▶ [EXERCISE REQUIREMENTS]: Resume the article on Singapore's general election and the COVID-19 outbreak, starting right after its last sentence.

DPM Heng Updates About Impending S’pore General Elections Amidst COVID-19 Outbreak

In an alternate universe, you won’t be reading or watching videos about a nasty bug that’s caused even Garden By the Bays to give free staycations.

Instead, you’d be reading about new candidates that could potentially be your next MP, and watching rallies of people cheering and booing.

But unfortunately, our universe is hit by COVID-19, and that’s why the General Elections suddenly become secondary.

General Elections Initially Projected to be Held About NOW

The next General Election must be held on or before 15 April 2021.

And before it can be conducted, a series of things must be done, but one of the most important tasks is the formation of Electoral Boundaries Committee. When that is formed, the committee will come out with the report within two to four months, and the elections would be held shortly.

Based on agakation, once the formation of Electoral Boundaries Committee is announced, we should be seeing an election within six months.

And the formation was announced in September 2019, which means we should be seeing an election before March 2020.

But it’s 12 March 2020, and we’ve not heard anything.

Yet.

Did the authorities forget about it?

Nope, we’re talking about Ah Gong here. They’ll never forget about anything—not even the book you’ve not returned to NLB.

Instead, the COVID-19 situation has kind of deferred the General Election, though that’s a pretty Captain Obvious statement but Is now confirmed.

At a roundtable organised by The Straits Times and The Business Times, Deputy Prime Minister Heng Swee Keat mentioned that they are assessing the situation.

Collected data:
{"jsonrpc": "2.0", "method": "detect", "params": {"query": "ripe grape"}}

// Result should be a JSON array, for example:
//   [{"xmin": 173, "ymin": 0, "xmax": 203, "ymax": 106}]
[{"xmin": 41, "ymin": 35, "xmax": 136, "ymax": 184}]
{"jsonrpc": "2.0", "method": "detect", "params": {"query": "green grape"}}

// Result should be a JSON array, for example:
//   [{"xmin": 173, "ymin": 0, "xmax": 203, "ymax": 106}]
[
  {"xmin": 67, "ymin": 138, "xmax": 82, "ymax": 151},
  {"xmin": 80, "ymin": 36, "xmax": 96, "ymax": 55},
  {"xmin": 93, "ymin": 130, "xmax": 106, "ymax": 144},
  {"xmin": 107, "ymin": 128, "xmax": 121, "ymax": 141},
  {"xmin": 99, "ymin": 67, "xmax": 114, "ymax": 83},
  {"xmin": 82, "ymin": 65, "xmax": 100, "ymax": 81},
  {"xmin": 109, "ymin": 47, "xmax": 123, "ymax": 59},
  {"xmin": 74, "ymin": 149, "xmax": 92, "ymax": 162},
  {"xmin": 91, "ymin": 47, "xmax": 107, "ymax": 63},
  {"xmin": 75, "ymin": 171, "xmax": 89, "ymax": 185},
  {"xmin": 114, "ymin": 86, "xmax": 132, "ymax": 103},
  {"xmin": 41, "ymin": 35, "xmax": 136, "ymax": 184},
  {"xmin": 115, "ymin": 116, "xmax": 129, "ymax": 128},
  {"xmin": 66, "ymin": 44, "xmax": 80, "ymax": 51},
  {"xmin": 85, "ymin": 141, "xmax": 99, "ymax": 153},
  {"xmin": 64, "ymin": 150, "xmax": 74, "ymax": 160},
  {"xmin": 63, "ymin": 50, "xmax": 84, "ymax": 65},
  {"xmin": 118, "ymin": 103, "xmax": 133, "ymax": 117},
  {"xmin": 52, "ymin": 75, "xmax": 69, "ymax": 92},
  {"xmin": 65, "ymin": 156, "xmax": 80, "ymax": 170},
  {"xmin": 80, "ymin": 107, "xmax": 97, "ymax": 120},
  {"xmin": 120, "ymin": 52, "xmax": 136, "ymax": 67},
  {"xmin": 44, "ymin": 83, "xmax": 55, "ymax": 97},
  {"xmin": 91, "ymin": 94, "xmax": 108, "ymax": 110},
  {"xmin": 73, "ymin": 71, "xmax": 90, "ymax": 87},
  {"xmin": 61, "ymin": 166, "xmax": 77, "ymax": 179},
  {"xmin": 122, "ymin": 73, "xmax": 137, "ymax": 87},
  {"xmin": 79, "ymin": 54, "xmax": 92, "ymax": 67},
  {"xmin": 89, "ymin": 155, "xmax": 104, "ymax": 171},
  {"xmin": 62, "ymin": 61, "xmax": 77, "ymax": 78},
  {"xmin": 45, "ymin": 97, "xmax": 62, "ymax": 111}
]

▶ [RESULT FOR THIS EXERCISE]:
He said, “If you have big challenges ahead, then surely you want to be able to spend time on these challenges. Therefore the key question is, will the challenges be greater now or will the challenges be greater a year from now?”

The challenges he referred to are the COVID-19 situation and the impact it has on society.

“So it depends on our assessment of the situation and I’m discussing (this) with the PM. PM will set out his thinking.”

But when would this COVID-19 end?

Well, if he knows, he won’t just be a DPM but a fortune teller. He said that “the situation is so fluid, so dynamic…We need to be able to respond as fully as we can as a country and as a people to this very major uncertainty to our lives as well as our livelihood because we don’t know how the global economy is going to pan out

“We need to be prepared for the worst, and I hope we will have the conditions to allow us to do that. And that will be a very major factor in deciding when we call the election.”

In other words, the focus is now on containing the outbreak and its impact on the economy.

The election matters are still being discussed with the PM.

However, if the elections need to be made when the outbreak is still ongoing (after all, it has to be made before 15 April 2021, remember?), the authorities will be taking measures to protect public health during voting season.

He added, “We need to respect our Constitution and make sure that election rules are properly followed. But if there’s a need for us to adopt measures to achieve the same objective, then we’ll have to look at the appropriate measures that will allow our people to express their views, cast their votes.”

In other words, even if the outbreak lasts till 15 April 2021, we’ll still have an election.